Goal:
Copy the lines below without any changes, starting at the line with "Where can the black police jacket" and ending with the line with "(1291, 407)", both included.

Task inputs:
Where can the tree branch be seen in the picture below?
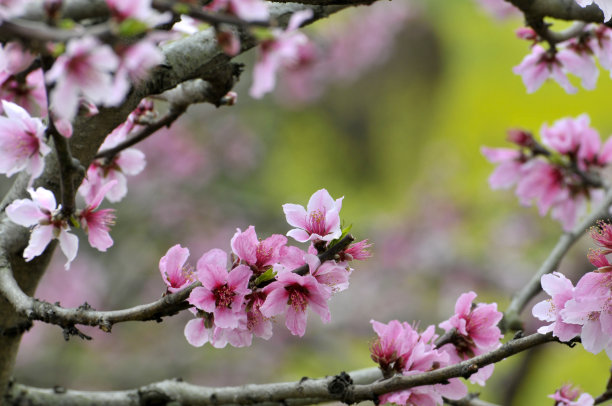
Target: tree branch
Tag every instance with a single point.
(512, 320)
(169, 305)
(348, 388)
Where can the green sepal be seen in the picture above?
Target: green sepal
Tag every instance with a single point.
(132, 27)
(266, 276)
(262, 34)
(345, 231)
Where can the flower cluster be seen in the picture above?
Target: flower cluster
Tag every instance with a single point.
(128, 161)
(575, 55)
(399, 348)
(43, 214)
(586, 309)
(265, 278)
(561, 175)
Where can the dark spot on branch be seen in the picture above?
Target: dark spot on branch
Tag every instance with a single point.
(342, 385)
(152, 397)
(59, 389)
(71, 330)
(469, 370)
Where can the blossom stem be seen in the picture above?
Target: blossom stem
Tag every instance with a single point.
(512, 320)
(166, 121)
(35, 309)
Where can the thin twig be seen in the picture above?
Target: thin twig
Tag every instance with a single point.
(166, 121)
(512, 320)
(201, 15)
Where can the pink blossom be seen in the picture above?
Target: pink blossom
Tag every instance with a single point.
(568, 396)
(130, 161)
(41, 212)
(601, 44)
(319, 221)
(96, 223)
(392, 348)
(602, 234)
(577, 59)
(357, 251)
(476, 326)
(21, 142)
(591, 308)
(539, 66)
(222, 292)
(294, 293)
(476, 333)
(561, 290)
(282, 51)
(85, 69)
(543, 183)
(604, 5)
(135, 63)
(260, 325)
(331, 274)
(499, 9)
(175, 273)
(29, 94)
(259, 255)
(420, 355)
(599, 259)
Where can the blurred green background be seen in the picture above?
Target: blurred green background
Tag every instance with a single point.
(401, 144)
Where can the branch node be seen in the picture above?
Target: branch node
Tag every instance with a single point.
(342, 385)
(469, 370)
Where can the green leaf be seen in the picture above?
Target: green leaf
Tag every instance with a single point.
(266, 276)
(262, 34)
(132, 27)
(180, 8)
(345, 231)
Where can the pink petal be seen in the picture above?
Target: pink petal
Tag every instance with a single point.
(296, 321)
(196, 332)
(25, 212)
(244, 244)
(39, 239)
(69, 243)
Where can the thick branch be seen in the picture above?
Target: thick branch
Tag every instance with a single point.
(314, 390)
(519, 301)
(34, 309)
(561, 9)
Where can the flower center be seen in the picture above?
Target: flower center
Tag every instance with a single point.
(298, 297)
(316, 222)
(224, 296)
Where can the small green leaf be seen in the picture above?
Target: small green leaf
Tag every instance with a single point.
(58, 49)
(66, 24)
(262, 34)
(345, 231)
(266, 276)
(180, 8)
(132, 27)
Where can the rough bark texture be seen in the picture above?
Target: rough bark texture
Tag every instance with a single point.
(196, 56)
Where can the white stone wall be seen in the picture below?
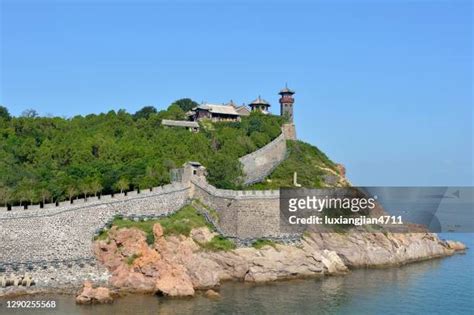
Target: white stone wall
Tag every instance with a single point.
(66, 232)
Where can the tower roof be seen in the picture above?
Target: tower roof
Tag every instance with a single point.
(259, 101)
(286, 90)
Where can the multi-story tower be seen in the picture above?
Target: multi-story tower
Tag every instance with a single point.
(286, 103)
(260, 105)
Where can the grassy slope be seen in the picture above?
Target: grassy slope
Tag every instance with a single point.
(309, 163)
(179, 223)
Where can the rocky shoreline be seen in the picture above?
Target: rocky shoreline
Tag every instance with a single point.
(179, 266)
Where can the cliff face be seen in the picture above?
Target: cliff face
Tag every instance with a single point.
(178, 265)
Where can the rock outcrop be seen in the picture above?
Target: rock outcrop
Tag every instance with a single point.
(177, 265)
(90, 295)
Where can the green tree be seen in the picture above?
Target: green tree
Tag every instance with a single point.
(45, 195)
(71, 191)
(4, 113)
(5, 195)
(225, 172)
(145, 112)
(29, 113)
(96, 187)
(186, 104)
(122, 184)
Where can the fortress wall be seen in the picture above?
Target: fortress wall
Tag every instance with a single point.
(242, 214)
(261, 163)
(66, 233)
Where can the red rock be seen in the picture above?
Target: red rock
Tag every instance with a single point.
(89, 295)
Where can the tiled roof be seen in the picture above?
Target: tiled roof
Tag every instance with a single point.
(286, 90)
(219, 109)
(260, 101)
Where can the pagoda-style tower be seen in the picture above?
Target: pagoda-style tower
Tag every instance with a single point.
(260, 104)
(286, 103)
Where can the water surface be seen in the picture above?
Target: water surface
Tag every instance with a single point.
(440, 286)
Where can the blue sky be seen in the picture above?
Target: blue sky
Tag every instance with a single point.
(384, 87)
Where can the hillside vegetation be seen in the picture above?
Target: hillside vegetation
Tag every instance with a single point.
(310, 164)
(44, 159)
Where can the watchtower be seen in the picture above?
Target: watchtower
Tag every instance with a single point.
(286, 103)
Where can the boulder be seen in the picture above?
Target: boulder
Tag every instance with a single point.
(90, 295)
(202, 235)
(455, 245)
(174, 282)
(212, 294)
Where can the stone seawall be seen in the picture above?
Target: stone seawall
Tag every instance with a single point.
(242, 214)
(259, 164)
(65, 233)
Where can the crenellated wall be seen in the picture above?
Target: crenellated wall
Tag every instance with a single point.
(259, 164)
(242, 214)
(66, 232)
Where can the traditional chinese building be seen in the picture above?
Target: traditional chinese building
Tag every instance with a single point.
(261, 105)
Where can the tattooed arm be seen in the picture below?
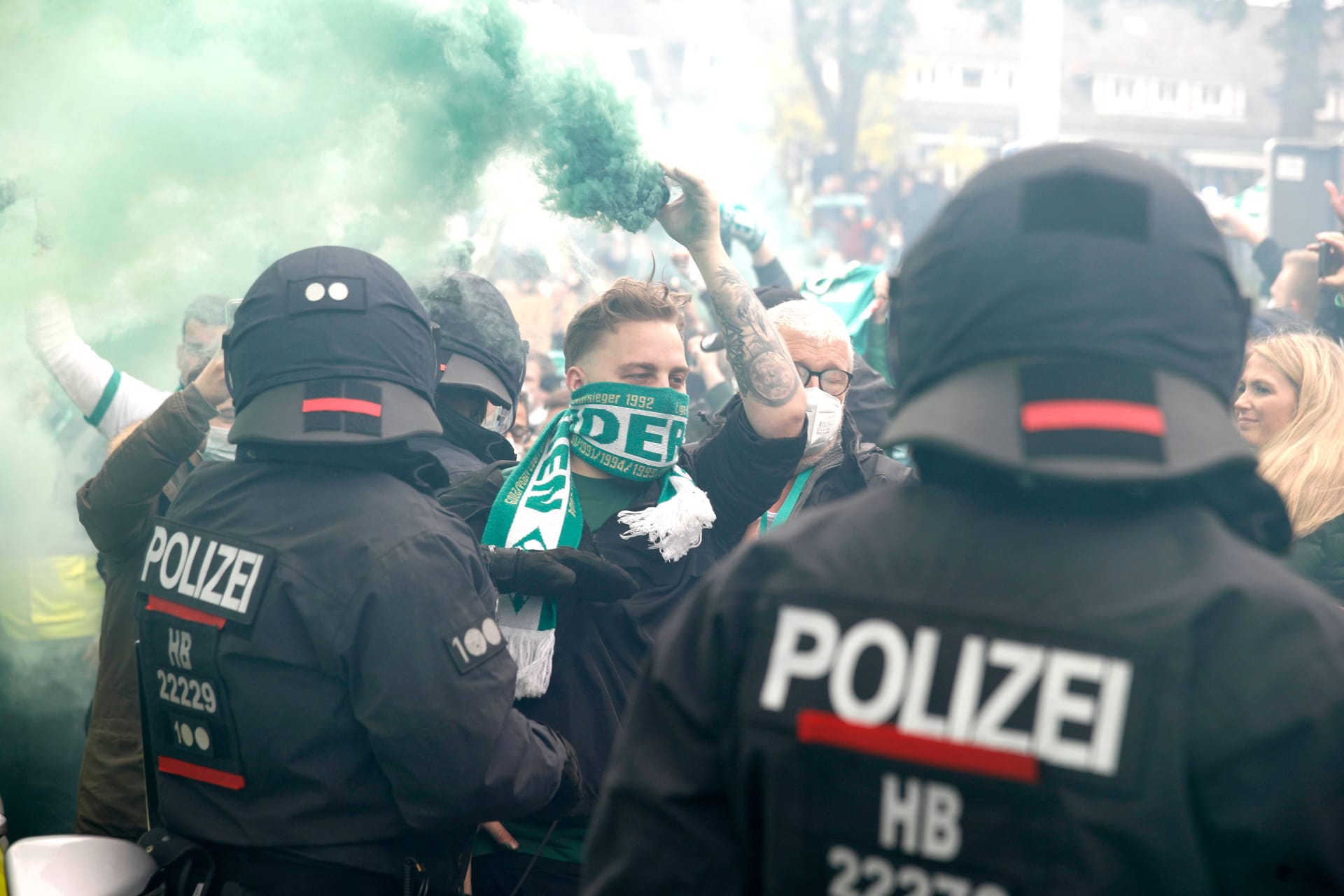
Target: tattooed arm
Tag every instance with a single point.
(768, 382)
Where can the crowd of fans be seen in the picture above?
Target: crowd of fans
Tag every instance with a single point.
(519, 356)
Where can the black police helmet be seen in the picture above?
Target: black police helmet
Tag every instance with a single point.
(1072, 314)
(479, 342)
(331, 346)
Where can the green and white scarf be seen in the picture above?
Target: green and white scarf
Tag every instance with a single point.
(625, 430)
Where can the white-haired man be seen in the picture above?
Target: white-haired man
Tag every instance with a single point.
(836, 461)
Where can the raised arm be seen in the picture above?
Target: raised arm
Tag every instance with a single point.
(766, 378)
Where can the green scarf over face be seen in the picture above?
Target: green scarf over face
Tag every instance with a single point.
(631, 431)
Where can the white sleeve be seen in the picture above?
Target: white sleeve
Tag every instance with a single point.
(109, 399)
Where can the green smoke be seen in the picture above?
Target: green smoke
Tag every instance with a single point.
(176, 147)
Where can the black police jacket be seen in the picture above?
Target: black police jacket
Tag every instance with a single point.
(323, 671)
(464, 448)
(925, 692)
(600, 647)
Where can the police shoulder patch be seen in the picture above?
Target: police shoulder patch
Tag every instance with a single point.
(206, 573)
(475, 645)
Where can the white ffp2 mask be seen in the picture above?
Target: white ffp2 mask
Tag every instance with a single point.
(218, 448)
(825, 416)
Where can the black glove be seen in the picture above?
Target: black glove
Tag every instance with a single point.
(569, 796)
(559, 573)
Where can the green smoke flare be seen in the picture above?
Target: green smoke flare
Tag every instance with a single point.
(175, 147)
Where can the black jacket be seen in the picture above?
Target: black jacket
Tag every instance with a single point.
(859, 465)
(1320, 556)
(363, 713)
(965, 695)
(600, 647)
(118, 508)
(870, 399)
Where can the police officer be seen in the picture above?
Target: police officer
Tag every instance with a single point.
(1065, 663)
(327, 692)
(482, 359)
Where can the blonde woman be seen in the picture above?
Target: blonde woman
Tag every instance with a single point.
(1291, 407)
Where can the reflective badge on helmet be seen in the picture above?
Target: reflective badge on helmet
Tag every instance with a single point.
(327, 295)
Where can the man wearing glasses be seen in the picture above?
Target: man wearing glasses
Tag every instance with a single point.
(836, 461)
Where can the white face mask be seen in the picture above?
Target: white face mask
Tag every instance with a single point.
(825, 416)
(218, 448)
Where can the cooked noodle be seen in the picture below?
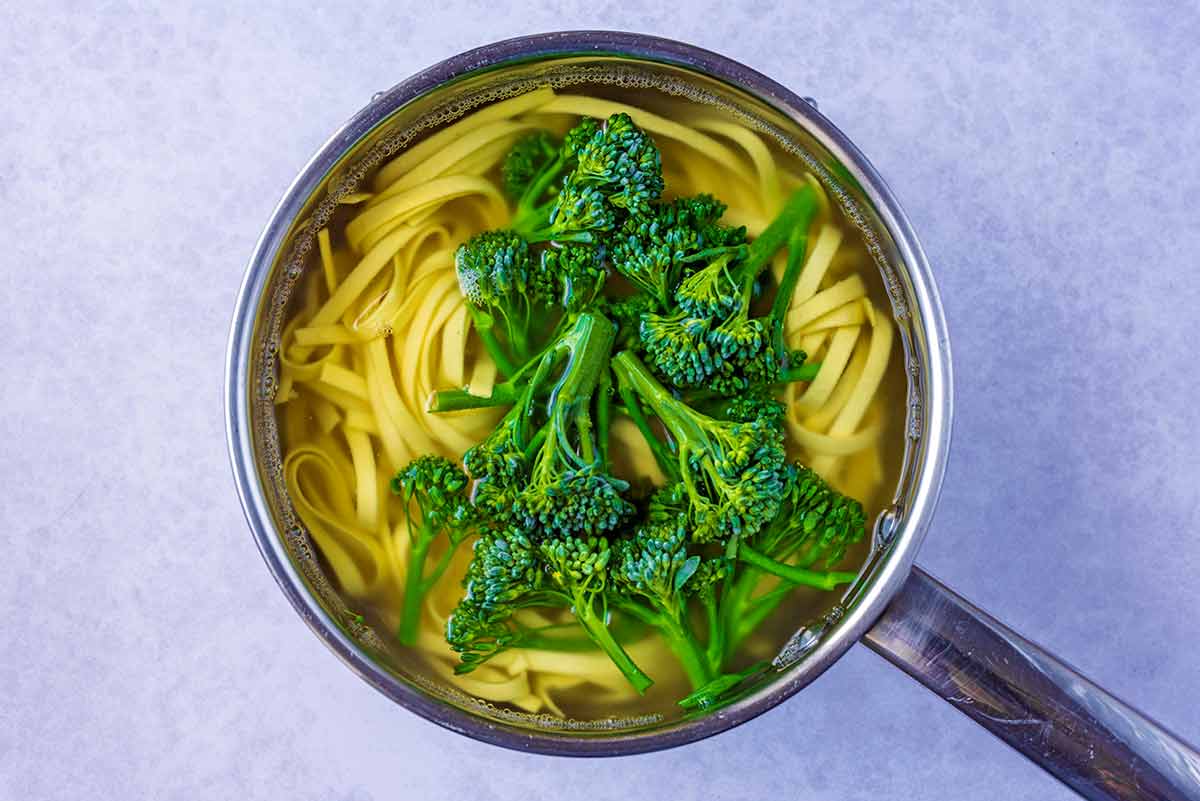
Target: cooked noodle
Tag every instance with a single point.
(383, 324)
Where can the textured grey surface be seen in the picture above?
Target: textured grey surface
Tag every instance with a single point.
(1047, 157)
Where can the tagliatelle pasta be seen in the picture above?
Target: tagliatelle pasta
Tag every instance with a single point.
(383, 325)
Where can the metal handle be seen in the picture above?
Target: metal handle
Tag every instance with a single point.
(1084, 736)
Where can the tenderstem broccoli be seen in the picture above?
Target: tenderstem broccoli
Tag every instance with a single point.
(433, 492)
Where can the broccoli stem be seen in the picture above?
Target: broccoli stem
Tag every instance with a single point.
(600, 634)
(689, 651)
(604, 417)
(414, 591)
(715, 649)
(796, 212)
(503, 395)
(819, 579)
(797, 245)
(484, 325)
(712, 692)
(667, 462)
(756, 612)
(679, 639)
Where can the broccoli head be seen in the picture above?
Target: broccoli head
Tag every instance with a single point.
(433, 492)
(733, 471)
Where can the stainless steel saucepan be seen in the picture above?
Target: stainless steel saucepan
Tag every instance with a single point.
(1029, 698)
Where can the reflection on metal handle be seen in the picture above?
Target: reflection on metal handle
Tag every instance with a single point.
(1093, 742)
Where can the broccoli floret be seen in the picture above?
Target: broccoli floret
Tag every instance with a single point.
(652, 250)
(617, 172)
(627, 312)
(654, 573)
(579, 567)
(433, 491)
(498, 278)
(509, 572)
(624, 161)
(575, 273)
(815, 524)
(712, 341)
(534, 168)
(733, 471)
(505, 574)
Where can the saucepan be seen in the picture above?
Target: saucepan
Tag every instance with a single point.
(1025, 696)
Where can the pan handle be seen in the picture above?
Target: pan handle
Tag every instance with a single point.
(1084, 736)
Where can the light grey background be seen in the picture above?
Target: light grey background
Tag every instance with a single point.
(1048, 158)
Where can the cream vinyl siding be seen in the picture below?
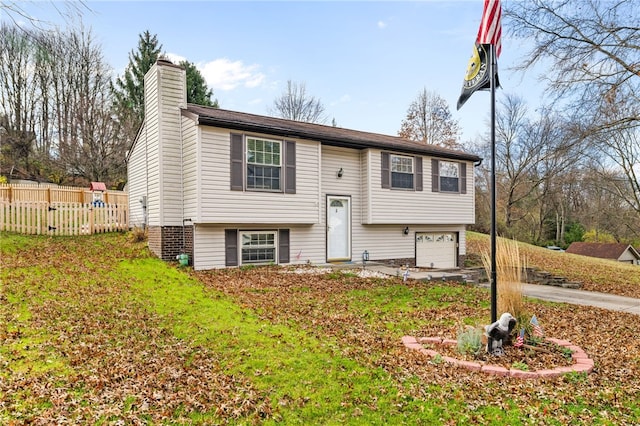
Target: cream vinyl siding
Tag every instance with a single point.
(162, 141)
(172, 98)
(218, 204)
(395, 206)
(190, 167)
(137, 183)
(150, 142)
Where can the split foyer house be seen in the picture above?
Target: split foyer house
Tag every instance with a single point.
(230, 188)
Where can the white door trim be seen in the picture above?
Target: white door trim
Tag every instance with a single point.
(338, 222)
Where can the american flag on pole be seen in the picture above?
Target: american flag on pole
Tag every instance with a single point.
(537, 329)
(520, 339)
(490, 33)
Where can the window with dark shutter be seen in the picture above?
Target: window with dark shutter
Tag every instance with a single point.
(290, 167)
(237, 162)
(384, 172)
(463, 178)
(418, 171)
(231, 247)
(283, 246)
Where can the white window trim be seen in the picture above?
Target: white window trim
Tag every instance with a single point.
(258, 231)
(441, 175)
(248, 163)
(392, 171)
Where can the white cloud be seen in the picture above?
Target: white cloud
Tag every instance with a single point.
(342, 100)
(224, 74)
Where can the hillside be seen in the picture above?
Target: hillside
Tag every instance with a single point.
(601, 275)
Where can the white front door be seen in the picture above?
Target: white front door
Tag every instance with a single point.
(338, 228)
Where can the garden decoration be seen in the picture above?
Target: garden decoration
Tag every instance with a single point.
(498, 332)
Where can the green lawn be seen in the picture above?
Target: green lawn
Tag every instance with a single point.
(94, 330)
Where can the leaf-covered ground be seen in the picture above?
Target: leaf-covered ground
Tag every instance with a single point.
(94, 331)
(605, 276)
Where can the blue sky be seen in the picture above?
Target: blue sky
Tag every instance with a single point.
(365, 60)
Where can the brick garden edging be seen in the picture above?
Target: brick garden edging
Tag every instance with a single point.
(582, 362)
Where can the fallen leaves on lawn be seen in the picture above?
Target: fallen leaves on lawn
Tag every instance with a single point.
(124, 367)
(322, 307)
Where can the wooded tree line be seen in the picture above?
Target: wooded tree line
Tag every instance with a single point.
(572, 171)
(567, 172)
(64, 119)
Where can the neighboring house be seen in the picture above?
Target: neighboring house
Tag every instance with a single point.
(230, 188)
(620, 252)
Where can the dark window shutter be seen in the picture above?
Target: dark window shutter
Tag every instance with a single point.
(231, 247)
(290, 167)
(418, 173)
(463, 178)
(283, 246)
(237, 162)
(385, 173)
(435, 176)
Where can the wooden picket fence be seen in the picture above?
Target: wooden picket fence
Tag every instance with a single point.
(43, 218)
(57, 194)
(61, 210)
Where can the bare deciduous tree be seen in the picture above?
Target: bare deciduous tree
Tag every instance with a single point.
(296, 104)
(429, 121)
(592, 49)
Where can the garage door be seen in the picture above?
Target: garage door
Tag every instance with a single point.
(436, 250)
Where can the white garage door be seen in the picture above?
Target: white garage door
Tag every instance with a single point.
(436, 250)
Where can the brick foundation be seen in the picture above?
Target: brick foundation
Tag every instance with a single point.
(167, 242)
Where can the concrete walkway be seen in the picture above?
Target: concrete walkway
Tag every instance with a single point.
(543, 292)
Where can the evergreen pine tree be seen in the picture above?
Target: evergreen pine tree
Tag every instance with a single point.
(197, 90)
(129, 89)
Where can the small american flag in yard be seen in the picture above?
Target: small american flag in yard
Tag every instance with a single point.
(520, 339)
(537, 330)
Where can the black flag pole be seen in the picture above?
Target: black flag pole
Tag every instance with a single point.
(494, 274)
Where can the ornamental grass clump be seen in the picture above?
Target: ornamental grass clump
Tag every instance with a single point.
(509, 267)
(469, 341)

Task output:
Where can the black police jacket be seen in the picture above?
Target: black police jacket
Tag every instance with a single point.
(323, 671)
(464, 448)
(925, 692)
(600, 647)
Where can the police shoulder patch be seen in the picture above?
Target: police shoulder patch
Tag every instance with a single point.
(206, 573)
(475, 645)
Where can the white ffp2 mask be seen in the picture above?
Target: white ffp2 mask
Tag every instance with a single point.
(218, 448)
(825, 416)
Where can the black glove be seen in the picture above?
Target: black glove
Tag every instance with a single point.
(569, 796)
(559, 573)
Where can the green smoke flare be seen in the picture above?
Target: green smoke flare
Tag every instance with a single point.
(175, 147)
Where can the black jacket be seen in the picture above?
Target: black jacket
Tag every instance with a single point.
(859, 465)
(1320, 556)
(363, 713)
(965, 695)
(600, 647)
(118, 508)
(870, 399)
Where can the police officer be seen in the picture above?
Target: police officer
Tag every instance with a single point.
(1065, 663)
(327, 692)
(482, 359)
Where can the blonde woman be seen in the picture above?
Target: blonde woman
Tag every instance with a single point.
(1291, 407)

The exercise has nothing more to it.